DATA LISTING Block Start

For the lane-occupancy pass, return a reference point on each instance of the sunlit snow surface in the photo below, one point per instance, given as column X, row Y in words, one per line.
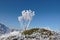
column 18, row 36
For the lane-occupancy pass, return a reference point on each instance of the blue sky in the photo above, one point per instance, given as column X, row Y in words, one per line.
column 47, row 12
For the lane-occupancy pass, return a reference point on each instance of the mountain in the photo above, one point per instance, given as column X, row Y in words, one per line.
column 4, row 29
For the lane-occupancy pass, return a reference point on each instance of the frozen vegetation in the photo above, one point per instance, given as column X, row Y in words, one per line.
column 36, row 34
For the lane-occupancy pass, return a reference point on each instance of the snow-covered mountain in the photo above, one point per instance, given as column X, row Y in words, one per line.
column 3, row 29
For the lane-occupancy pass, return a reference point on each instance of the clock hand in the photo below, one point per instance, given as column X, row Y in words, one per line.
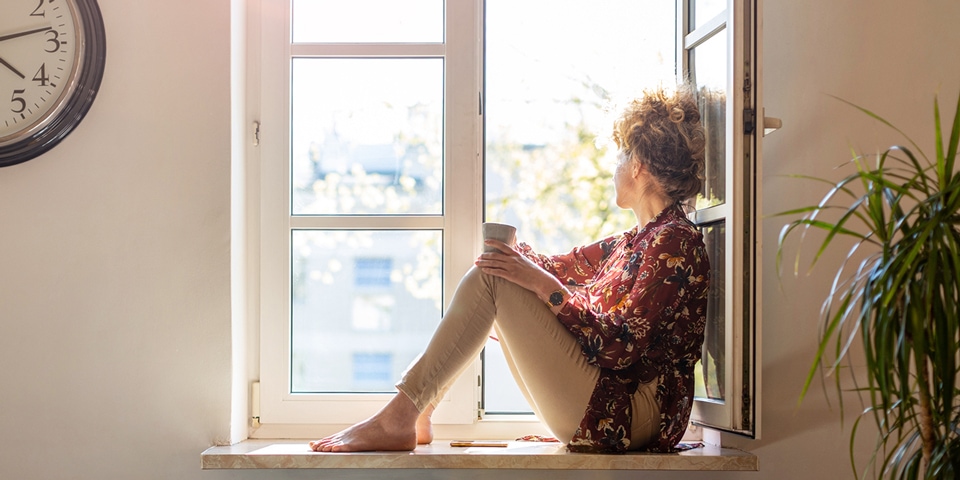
column 25, row 33
column 14, row 70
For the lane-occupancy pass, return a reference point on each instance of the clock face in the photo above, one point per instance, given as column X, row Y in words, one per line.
column 51, row 62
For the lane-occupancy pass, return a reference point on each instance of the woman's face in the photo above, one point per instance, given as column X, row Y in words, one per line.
column 623, row 181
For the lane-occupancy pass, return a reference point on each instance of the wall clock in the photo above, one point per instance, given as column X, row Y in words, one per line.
column 52, row 55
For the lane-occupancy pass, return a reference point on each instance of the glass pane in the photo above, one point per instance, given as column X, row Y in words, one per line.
column 551, row 100
column 365, row 303
column 704, row 10
column 368, row 21
column 367, row 136
column 709, row 70
column 710, row 370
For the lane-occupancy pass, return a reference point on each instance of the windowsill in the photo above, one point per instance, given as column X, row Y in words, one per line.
column 295, row 454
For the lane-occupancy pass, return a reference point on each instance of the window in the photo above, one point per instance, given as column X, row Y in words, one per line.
column 385, row 140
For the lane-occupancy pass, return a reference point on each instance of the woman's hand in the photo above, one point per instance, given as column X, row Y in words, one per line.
column 509, row 264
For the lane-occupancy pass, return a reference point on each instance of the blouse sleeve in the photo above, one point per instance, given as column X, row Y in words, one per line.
column 578, row 266
column 653, row 294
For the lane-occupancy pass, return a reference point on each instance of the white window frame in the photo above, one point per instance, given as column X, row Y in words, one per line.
column 281, row 414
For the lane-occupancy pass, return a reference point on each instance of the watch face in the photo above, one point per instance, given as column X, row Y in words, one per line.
column 51, row 62
column 556, row 298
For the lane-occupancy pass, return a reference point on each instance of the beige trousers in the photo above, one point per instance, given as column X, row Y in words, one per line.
column 543, row 357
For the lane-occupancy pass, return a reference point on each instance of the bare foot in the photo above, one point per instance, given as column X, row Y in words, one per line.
column 393, row 428
column 425, row 426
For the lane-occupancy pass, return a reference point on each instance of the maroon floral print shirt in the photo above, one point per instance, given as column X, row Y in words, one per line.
column 640, row 317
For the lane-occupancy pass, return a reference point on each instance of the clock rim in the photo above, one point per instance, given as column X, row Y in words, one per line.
column 93, row 60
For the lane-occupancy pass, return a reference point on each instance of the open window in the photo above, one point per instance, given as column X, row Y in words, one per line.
column 389, row 130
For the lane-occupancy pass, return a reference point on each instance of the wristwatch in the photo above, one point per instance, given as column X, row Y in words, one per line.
column 556, row 298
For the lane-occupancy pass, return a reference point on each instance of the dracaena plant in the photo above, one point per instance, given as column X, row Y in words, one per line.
column 898, row 293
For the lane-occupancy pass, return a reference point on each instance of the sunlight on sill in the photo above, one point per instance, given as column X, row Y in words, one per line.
column 295, row 454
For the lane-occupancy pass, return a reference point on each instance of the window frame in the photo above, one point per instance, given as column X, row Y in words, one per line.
column 284, row 415
column 739, row 412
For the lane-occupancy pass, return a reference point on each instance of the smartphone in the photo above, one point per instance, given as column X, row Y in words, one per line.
column 479, row 443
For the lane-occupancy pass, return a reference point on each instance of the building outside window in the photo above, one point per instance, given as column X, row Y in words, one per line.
column 388, row 138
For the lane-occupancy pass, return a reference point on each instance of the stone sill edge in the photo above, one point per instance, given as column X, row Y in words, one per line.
column 294, row 454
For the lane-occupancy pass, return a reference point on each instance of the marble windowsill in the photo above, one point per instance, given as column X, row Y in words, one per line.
column 295, row 454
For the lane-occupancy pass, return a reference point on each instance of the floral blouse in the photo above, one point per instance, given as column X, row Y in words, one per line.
column 640, row 317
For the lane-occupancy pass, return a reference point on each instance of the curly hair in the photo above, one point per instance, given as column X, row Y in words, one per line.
column 663, row 130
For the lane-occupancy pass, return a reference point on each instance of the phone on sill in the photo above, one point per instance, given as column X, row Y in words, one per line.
column 479, row 443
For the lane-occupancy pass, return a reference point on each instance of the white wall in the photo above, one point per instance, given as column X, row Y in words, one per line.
column 115, row 357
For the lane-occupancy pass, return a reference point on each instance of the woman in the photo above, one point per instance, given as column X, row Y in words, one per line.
column 603, row 340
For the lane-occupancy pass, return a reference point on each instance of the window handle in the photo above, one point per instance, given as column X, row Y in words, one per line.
column 771, row 124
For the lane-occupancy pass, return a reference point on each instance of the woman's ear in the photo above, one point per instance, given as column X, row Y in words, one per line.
column 637, row 167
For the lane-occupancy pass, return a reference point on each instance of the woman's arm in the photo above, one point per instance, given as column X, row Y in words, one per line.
column 658, row 286
column 576, row 267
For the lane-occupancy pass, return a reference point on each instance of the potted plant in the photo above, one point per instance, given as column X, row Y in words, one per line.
column 898, row 291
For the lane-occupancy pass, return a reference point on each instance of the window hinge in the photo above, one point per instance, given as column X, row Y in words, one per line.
column 749, row 121
column 255, row 404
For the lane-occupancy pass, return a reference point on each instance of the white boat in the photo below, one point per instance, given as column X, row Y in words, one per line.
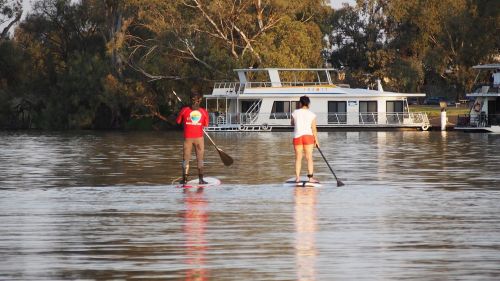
column 484, row 113
column 264, row 99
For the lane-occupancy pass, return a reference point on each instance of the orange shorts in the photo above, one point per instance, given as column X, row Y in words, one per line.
column 304, row 140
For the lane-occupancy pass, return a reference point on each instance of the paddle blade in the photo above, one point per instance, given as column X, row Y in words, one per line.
column 226, row 159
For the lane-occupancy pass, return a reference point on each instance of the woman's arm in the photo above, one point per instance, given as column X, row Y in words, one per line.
column 315, row 132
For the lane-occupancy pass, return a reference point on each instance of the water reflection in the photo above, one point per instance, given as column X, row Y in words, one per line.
column 195, row 223
column 99, row 206
column 305, row 231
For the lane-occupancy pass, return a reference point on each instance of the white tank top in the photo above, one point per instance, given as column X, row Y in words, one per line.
column 303, row 119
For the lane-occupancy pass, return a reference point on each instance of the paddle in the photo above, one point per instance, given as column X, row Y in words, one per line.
column 339, row 183
column 226, row 159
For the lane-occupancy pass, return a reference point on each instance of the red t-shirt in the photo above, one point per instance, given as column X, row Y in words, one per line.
column 193, row 121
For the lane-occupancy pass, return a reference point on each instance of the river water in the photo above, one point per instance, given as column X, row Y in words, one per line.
column 100, row 206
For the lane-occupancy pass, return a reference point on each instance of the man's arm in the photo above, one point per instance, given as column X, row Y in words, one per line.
column 180, row 116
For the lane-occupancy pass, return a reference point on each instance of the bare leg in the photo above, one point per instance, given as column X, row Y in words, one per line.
column 298, row 161
column 187, row 147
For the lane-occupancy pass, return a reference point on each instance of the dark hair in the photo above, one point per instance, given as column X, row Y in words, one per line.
column 304, row 101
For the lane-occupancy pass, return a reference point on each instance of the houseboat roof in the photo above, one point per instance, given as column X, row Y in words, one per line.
column 285, row 69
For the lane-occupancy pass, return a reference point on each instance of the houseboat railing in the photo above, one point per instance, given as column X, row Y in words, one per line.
column 478, row 120
column 280, row 118
column 238, row 88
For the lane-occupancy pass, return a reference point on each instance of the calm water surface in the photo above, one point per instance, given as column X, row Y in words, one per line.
column 100, row 206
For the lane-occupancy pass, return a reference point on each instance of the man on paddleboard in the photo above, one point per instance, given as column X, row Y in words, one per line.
column 305, row 137
column 193, row 118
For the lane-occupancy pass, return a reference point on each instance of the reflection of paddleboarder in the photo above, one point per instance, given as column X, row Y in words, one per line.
column 195, row 223
column 194, row 119
column 305, row 232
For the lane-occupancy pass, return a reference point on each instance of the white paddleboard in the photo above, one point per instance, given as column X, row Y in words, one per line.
column 194, row 183
column 304, row 182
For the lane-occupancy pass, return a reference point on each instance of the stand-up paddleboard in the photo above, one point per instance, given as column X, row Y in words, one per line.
column 195, row 183
column 304, row 182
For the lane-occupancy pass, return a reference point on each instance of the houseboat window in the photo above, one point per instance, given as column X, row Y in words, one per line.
column 337, row 112
column 368, row 112
column 247, row 104
column 281, row 110
column 394, row 111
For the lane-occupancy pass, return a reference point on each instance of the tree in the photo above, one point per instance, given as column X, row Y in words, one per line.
column 10, row 14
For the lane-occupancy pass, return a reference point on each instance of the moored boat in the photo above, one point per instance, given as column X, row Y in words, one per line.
column 264, row 99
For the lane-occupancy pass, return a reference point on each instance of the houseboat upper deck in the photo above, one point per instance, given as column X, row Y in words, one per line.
column 264, row 100
column 484, row 113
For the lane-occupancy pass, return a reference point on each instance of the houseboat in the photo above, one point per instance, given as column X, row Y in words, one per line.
column 264, row 99
column 484, row 113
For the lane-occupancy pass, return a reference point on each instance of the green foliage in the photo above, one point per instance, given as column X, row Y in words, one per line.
column 113, row 64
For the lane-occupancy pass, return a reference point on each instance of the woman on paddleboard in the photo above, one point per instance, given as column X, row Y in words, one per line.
column 305, row 137
column 193, row 118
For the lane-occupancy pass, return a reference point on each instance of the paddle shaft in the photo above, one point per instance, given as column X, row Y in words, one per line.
column 339, row 183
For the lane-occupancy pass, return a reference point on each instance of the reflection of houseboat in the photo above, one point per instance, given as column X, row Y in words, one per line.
column 264, row 99
column 484, row 114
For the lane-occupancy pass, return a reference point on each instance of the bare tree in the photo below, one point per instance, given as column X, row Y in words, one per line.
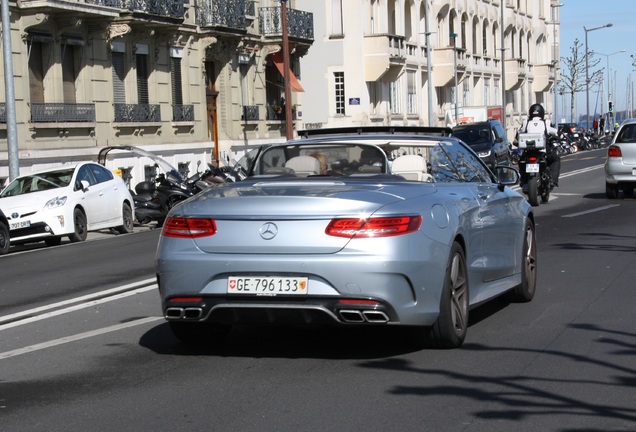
column 573, row 72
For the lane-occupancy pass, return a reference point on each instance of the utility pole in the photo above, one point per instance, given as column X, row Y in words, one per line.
column 289, row 121
column 12, row 131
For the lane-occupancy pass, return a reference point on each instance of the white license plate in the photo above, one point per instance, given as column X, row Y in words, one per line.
column 19, row 224
column 267, row 285
column 532, row 167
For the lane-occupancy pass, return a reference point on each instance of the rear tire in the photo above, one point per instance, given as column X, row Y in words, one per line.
column 533, row 191
column 199, row 333
column 524, row 292
column 129, row 224
column 449, row 330
column 81, row 227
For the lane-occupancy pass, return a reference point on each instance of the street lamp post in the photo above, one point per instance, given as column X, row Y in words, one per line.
column 609, row 78
column 555, row 61
column 587, row 74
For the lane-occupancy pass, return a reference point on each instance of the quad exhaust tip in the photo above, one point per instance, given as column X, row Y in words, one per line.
column 191, row 313
column 368, row 316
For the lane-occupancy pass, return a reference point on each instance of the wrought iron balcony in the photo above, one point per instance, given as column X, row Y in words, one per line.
column 250, row 113
column 62, row 113
column 183, row 113
column 131, row 113
column 223, row 13
column 300, row 23
column 166, row 8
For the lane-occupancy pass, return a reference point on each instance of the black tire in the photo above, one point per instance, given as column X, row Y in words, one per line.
column 449, row 330
column 533, row 191
column 611, row 190
column 174, row 200
column 81, row 227
column 5, row 239
column 524, row 292
column 129, row 222
column 199, row 333
column 53, row 241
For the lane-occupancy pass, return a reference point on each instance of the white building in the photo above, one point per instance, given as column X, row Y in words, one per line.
column 369, row 62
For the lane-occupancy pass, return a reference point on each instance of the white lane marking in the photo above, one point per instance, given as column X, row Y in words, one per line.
column 592, row 210
column 80, row 336
column 76, row 307
column 105, row 293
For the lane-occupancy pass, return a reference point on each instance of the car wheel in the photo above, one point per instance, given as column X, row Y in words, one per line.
column 451, row 326
column 611, row 190
column 126, row 214
column 81, row 229
column 195, row 333
column 53, row 241
column 524, row 292
column 5, row 240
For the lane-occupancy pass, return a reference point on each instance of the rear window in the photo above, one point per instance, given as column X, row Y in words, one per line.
column 627, row 134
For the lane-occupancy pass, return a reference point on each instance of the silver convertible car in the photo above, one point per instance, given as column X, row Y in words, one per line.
column 352, row 227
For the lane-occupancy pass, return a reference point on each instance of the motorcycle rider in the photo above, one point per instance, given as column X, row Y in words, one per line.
column 536, row 124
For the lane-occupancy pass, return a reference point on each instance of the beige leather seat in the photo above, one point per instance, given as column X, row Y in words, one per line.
column 411, row 167
column 304, row 165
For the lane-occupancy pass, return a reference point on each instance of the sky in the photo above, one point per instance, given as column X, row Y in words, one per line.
column 576, row 14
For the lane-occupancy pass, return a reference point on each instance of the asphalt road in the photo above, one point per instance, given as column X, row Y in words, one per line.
column 83, row 345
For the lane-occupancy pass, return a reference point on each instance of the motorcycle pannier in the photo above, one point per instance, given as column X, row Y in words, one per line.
column 531, row 140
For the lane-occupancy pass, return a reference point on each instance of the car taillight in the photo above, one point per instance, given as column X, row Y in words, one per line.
column 373, row 227
column 188, row 227
column 614, row 151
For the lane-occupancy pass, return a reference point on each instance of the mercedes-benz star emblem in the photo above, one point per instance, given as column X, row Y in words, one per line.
column 268, row 230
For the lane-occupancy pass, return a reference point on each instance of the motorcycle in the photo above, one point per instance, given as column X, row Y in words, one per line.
column 533, row 165
column 154, row 198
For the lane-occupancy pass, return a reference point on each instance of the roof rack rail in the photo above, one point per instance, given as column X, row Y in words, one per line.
column 392, row 130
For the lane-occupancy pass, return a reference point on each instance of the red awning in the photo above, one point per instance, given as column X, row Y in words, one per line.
column 277, row 58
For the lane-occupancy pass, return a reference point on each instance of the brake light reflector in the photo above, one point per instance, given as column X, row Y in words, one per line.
column 180, row 227
column 373, row 227
column 614, row 151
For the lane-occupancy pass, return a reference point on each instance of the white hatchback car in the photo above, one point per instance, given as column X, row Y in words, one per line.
column 66, row 201
column 620, row 165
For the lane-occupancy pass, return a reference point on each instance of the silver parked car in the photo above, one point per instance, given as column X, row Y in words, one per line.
column 353, row 227
column 620, row 165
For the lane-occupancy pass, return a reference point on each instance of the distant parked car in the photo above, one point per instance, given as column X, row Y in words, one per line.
column 620, row 165
column 4, row 234
column 66, row 201
column 487, row 139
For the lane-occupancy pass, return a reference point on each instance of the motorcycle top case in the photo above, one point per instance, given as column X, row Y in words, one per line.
column 532, row 141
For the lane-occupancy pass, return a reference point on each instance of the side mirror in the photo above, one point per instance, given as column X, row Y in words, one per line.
column 81, row 185
column 506, row 176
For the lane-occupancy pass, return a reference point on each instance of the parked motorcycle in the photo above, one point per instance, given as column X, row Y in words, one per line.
column 154, row 198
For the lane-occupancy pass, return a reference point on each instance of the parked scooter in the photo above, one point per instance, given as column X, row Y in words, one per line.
column 535, row 173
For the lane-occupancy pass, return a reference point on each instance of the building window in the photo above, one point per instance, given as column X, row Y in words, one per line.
column 119, row 73
column 141, row 59
column 336, row 18
column 339, row 92
column 395, row 102
column 411, row 102
column 177, row 84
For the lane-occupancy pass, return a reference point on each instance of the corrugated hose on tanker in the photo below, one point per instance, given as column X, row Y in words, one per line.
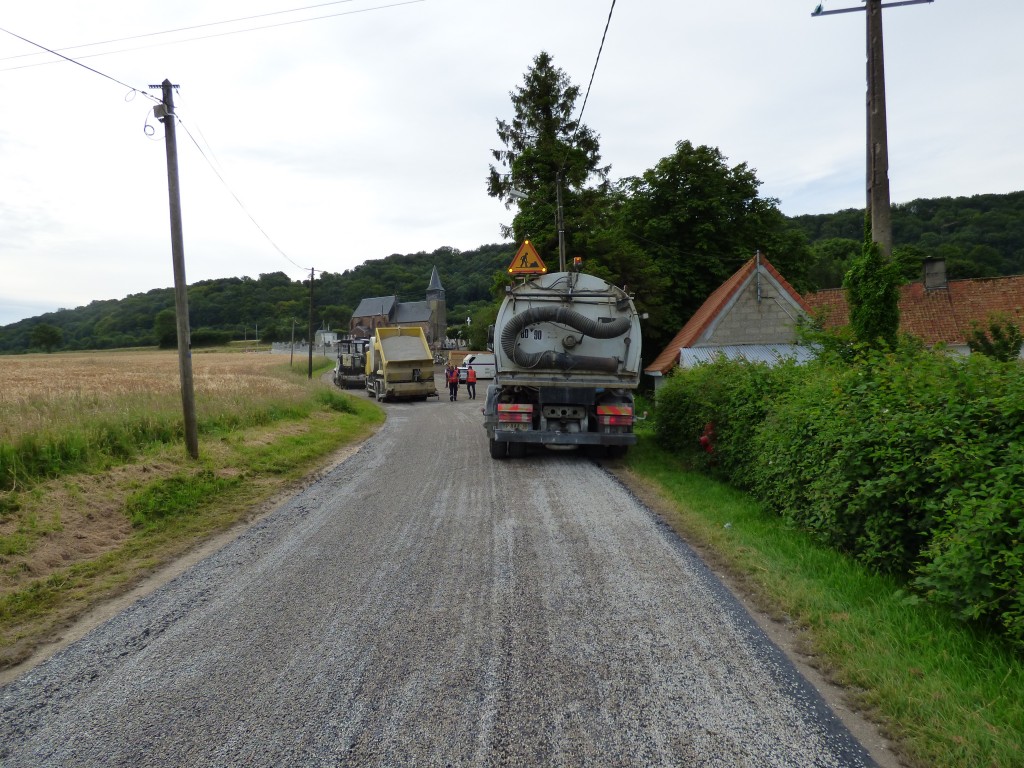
column 562, row 360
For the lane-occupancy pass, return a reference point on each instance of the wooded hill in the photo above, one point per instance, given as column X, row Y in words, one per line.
column 980, row 236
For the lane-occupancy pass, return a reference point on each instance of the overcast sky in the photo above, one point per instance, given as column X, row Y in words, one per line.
column 368, row 131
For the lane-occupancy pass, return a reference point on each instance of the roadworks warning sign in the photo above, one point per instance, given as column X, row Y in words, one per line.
column 527, row 261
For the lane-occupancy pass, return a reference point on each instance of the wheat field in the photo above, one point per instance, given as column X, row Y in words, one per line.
column 46, row 392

DATA LISTING Block End

## HOW TO COMPLETE THIS TASK
Copy nothing outside the span: please output the lines from the one with "the parked motorcycle" through the end of the entries above, and skip the pictures.

## EXERCISE RESULT
For the lane-occupancy pass, return a reference point on each instance of the parked motorcycle in the photo above, one point per instance, given as column X, row Y in words, one per line.
column 154, row 198
For the lane-occupancy pass, return a reference point on each instance of the parked scooter in the photo above, one point per instance, given as column X, row Y in words, one per line.
column 535, row 173
For the lane-occupancy pass, return a reference point on each instance of the building window in the photo above, one point per instance, given as column X, row Y in words, one per line.
column 119, row 73
column 141, row 59
column 336, row 18
column 339, row 92
column 395, row 102
column 411, row 102
column 177, row 84
For the lane-occupancy pass, return a reference point on each instance of the corrugated hose on tanker in the photo below, one point per instance, given as column X, row Y in words, one per line.
column 562, row 360
For the lane-occupancy pass, return a reference point on each instance of the wooded hill in the photo above, one point per instance, given as column X, row Y in words, one per line.
column 980, row 236
For the lane-occupancy pass, return a reference point on each instance of the overcast sky in the photo above, one point per instance, given as column X, row Y in words, one per line.
column 368, row 131
For the lane-occupancy pass, return a reference point on each instance of the roadworks warning sign in the photo above, one point per instance, given as column X, row Y in words, one per line.
column 527, row 261
For the lane-occupancy pass, return a reference point on each instance of the wheat field in the photo above, one point per instance, given as column X, row Y in words, one per line.
column 46, row 392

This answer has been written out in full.